**Data provided**
----------

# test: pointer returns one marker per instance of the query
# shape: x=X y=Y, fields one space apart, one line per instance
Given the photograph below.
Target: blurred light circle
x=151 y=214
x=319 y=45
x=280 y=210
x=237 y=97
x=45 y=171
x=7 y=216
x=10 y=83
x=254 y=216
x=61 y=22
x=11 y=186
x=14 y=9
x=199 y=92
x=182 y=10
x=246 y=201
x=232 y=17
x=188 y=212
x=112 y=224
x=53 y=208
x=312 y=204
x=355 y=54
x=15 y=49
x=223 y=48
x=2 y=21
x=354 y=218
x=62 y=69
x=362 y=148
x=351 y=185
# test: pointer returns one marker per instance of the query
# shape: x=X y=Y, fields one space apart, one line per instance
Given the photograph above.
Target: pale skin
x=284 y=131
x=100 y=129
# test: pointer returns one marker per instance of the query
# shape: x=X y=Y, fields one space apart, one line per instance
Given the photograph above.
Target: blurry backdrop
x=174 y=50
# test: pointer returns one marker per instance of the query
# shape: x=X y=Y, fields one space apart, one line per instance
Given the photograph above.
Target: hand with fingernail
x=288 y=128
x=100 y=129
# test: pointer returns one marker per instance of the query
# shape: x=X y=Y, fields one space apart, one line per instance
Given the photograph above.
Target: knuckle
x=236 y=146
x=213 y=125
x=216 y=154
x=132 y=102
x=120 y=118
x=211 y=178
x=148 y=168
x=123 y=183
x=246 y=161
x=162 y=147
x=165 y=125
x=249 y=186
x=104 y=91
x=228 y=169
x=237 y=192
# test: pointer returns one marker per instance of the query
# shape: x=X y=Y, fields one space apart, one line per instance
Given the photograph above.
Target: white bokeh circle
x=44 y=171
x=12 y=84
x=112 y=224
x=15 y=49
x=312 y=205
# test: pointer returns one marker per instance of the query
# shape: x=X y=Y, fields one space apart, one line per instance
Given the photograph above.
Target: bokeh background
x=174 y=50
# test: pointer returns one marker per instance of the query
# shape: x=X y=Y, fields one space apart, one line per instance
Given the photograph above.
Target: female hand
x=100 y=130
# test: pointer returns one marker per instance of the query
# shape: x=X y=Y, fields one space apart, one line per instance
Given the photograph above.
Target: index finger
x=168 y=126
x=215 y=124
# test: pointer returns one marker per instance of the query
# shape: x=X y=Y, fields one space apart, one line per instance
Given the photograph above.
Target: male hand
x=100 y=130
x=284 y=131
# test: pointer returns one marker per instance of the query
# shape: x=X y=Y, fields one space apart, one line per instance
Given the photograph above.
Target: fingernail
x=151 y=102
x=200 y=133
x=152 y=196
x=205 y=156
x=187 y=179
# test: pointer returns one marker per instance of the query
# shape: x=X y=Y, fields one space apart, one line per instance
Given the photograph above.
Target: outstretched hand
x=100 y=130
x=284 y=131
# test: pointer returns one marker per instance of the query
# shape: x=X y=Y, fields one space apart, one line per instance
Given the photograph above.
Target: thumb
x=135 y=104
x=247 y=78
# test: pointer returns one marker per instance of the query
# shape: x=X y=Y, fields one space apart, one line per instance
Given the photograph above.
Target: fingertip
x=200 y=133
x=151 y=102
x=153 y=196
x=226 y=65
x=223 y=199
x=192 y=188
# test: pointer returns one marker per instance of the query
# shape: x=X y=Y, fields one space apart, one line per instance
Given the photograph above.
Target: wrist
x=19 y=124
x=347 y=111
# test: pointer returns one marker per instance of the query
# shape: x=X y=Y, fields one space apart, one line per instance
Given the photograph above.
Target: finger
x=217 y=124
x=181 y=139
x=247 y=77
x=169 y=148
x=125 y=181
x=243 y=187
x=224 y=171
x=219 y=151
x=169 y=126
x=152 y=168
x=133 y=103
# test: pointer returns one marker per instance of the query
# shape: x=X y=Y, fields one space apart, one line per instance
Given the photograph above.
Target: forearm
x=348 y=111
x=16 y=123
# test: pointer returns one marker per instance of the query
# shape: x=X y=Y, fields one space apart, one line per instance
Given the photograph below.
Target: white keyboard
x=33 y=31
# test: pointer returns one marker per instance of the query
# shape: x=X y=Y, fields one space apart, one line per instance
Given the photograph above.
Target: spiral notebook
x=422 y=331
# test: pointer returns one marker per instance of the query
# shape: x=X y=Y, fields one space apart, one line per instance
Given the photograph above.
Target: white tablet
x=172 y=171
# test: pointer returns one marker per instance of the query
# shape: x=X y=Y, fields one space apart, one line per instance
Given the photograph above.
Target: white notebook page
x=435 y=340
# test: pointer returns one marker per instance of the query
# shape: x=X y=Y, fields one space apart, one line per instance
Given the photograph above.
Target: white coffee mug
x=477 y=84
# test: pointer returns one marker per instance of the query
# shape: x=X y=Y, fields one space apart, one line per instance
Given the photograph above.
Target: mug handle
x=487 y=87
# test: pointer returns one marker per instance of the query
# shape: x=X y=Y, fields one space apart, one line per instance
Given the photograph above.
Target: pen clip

----------

**Requirements**
Set all of the records down again, exactly as they stand.

**Output for this task**
# test: pointer returns one marker per instance of the query
# shape: x=X y=Y, fields one space apart, one line per instance
Given the photograph below.
Target: blurred light circle
x=151 y=214
x=319 y=45
x=280 y=210
x=237 y=97
x=45 y=171
x=7 y=216
x=10 y=83
x=254 y=216
x=61 y=22
x=11 y=186
x=14 y=9
x=199 y=92
x=182 y=10
x=246 y=201
x=232 y=17
x=188 y=212
x=112 y=224
x=53 y=208
x=312 y=204
x=355 y=54
x=15 y=49
x=223 y=48
x=2 y=21
x=354 y=218
x=62 y=69
x=362 y=148
x=351 y=185
# test: pointer returns one marker per instance of the query
# shape: x=X y=Y, fields one space apart, one line per instance
Given the photograph above.
Target: pale skin
x=284 y=131
x=100 y=129
# test: pointer returns one marker per instance of the query
# shape: x=X y=Y, fields one space apart, one line per instance
Given the photograph above.
Target: blurry backdrop
x=174 y=50
# test: pointer returns one marker per instance of the query
# shape: x=X y=Y, fields one space apart, one line per instance
Given the photograph above.
Target: hand with fingernail
x=288 y=128
x=100 y=129
# test: pointer returns one marker per instance of the query
# shape: x=X y=Y, fields one space apart, one line per instance
Given the photograph above.
Target: knuckle
x=236 y=146
x=213 y=125
x=216 y=154
x=132 y=102
x=120 y=118
x=211 y=178
x=148 y=168
x=123 y=183
x=246 y=161
x=162 y=147
x=165 y=125
x=249 y=186
x=104 y=91
x=228 y=169
x=237 y=192
# test: pointer returns one marker per instance of the query
# shape: x=X y=Y, fields one space apart, one line per instance
Given the photograph above.
Target: white bokeh circle
x=44 y=171
x=12 y=84
x=112 y=224
x=15 y=49
x=312 y=205
# test: pointer returns one marker per instance of the query
# shape: x=X y=Y, fields one space apart, one line per instance
Given the photograph above.
Target: bokeh background
x=174 y=50
# test: pointer returns one marker per instance of the query
# shape: x=X y=Y, fields one space apart, one line per instance
Given the photograph above.
Target: female hand
x=100 y=130
# test: pointer returns one marker per instance of the query
# shape: x=X y=Y, fields one space apart, one line per instance
Given the photograph above.
Target: index finger
x=168 y=126
x=215 y=124
# test: pointer returns one marker per instance of the query
# shape: x=X y=Y, fields one space apart, one line per instance
Given the photograph above.
Target: male hand
x=100 y=130
x=284 y=131
# test: pointer returns one marker per instance of the query
# shape: x=X y=Y, fields one space apart, one line per instance
Given the photograph above.
Target: fingernail
x=151 y=102
x=200 y=133
x=152 y=196
x=205 y=156
x=187 y=179
# test: pointer returns one marker per instance of the query
# shape: x=X y=Y, fields one space apart, one line per instance
Given the photograph above.
Target: outstretched hand
x=100 y=130
x=284 y=131
# test: pointer returns one marker per instance of the query
# shape: x=X y=Y, fields one space apart, one line per instance
Given the photograph above.
Target: thumb
x=135 y=104
x=247 y=78
# test: pointer returns one marker per instance of the query
# shape: x=X y=Y, fields one space apart, one line per instance
Given the photograph above.
Target: fingertip
x=200 y=133
x=151 y=102
x=153 y=196
x=226 y=65
x=223 y=199
x=192 y=188
# test: pointer returns one marker per instance of the query
# shape: x=X y=Y, fields one space apart, one line per instance
Given the photograph above.
Target: wrist
x=19 y=124
x=347 y=111
# test: pointer returns one marker per instance of the query
# shape: x=X y=Y, fields one space apart, one line per instance
Given the photograph above.
Target: finger
x=217 y=124
x=181 y=139
x=247 y=77
x=169 y=148
x=125 y=181
x=243 y=187
x=224 y=171
x=219 y=151
x=169 y=126
x=152 y=168
x=133 y=103
# test: pointer returns one marker per instance of the query
# shape: x=X y=Y, fields one space apart, one line per instance
Given the photograph above.
Target: forearm
x=348 y=111
x=16 y=123
# test: pointer returns one marker per instance of the query
# shape: x=X y=Y, fields one space apart, one line per instance
Given the photograph below.
Target: white keyboard
x=33 y=31
# test: pointer returns one marker per instance of the query
# shape: x=X y=Y, fields one space apart, one line per instance
Given the photograph above.
Target: spiral notebook
x=422 y=331
# test: pointer returns one marker per instance of the query
# shape: x=X y=Y, fields one space apart, one line per instance
Given the photograph above.
Target: white tablet
x=172 y=171
# test: pointer returns one marker per instance of the query
# shape: x=X y=Y, fields one space apart, one line per instance
Given the photograph above.
Target: white notebook page
x=435 y=340
# test: pointer returns one marker per instance of the query
# shape: x=X y=Y, fields one space apart, one line per instance
Given the photograph above.
Target: white coffee mug
x=477 y=84
# test: pointer returns one marker per instance of the query
# shape: x=X y=Y, fields one space apart, one line per instance
Given the photograph above.
Target: mug handle
x=487 y=87
# test: pointer returns one marker per instance of the query
# shape: x=X y=Y, fields one space apart, one line per instance
Given the photograph above.
Target: pen clip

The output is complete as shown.